Friday, March 27, 2020

moment to movement

What do our hands offers learning? Some research has shown that we learn science more effectively (and it's remembered) when we learn hands-on, even when less breadth of material is covered.

I suggest a revolution in schooling to make use of concrete learning to a greater degree than we do now. The covid-19 epidemic is likely to divorce learning even more from concrete learning unless we can figure out how to become a channel for propelling kids to get off their digital devices and into the real world. Many years ago, a friend had suggested to me that my brains are in my hands, and that threw me for a loop. I realized he was right, and over the years became aware that was not only true for me, but for most others as well.

I would urge all teachers and all students, even those in academic subjects to thoroughly examine their own learning experience sand particularly those a-ha life changing moments that brought them to an extreme interest in a particular subject area, and assess how deeply their hands were engaged at the time. Were they doing something real, were they out in a real place, and did they connect what they were learning with actual real world experience? I believe effective learning for all of us, must involve engagement in reality. And where the hands and mind are equally engaged, the heart follows. 

This is what I try to write about in this blog. So let's see how we can build this moment into a movement. There's a real world out there folks. Let's examine it hands-on and learn from it, and build a better world from what we've learned.

In the meantime, I'm working on boxes and trying to figure out how to get tools and materials distributed safely to our kids. Thanks, Dana,  for the ostrich. You can discover such cool things when you're paying attention to wood.

Make, fix and create. Assist others in learning lifewise.
-----
• [What this exercise asks]:
A. Please extract the part of the blog post on hands-on learning that opens with the words containing "This is what" and closes with "what we've learned.".
B. In the blog post on hands-on learning, what did a friend once suggest to the writer many years ago?
The records after this point are unrelated to the blog post on hands-on learning.

• [Records provided]:
-----
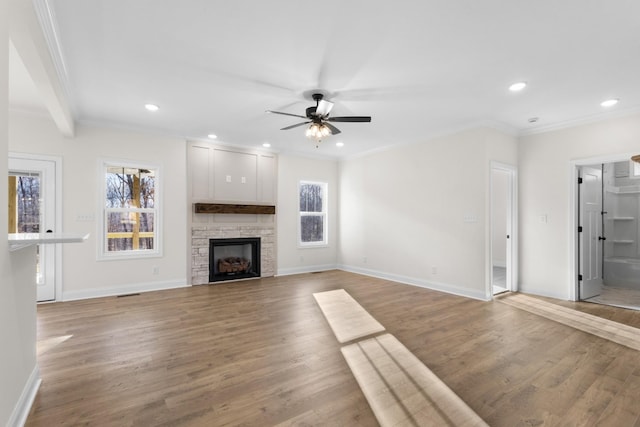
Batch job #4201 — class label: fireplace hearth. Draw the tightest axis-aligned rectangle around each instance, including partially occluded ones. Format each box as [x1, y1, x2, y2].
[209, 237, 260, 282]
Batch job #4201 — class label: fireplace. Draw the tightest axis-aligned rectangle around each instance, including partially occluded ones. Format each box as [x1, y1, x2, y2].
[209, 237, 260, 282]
-----
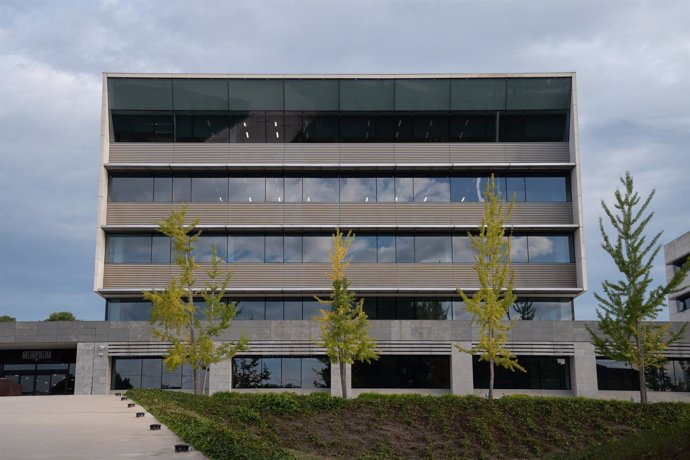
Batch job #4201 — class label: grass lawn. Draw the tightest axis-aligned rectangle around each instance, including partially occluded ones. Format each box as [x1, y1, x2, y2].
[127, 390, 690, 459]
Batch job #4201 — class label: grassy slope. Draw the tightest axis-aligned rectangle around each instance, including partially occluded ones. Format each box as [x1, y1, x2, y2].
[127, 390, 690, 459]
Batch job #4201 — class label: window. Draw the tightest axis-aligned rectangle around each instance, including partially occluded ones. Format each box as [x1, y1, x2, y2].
-----
• [Expected outputs]:
A.
This is what I try to write about in this blog. So let's see how we can build this moment into a movement. There's a real world out there folks. Let's examine it hands-on and learn from it, and build a better world from what we've learned.

B. That the writer's brains are in the writer's hands.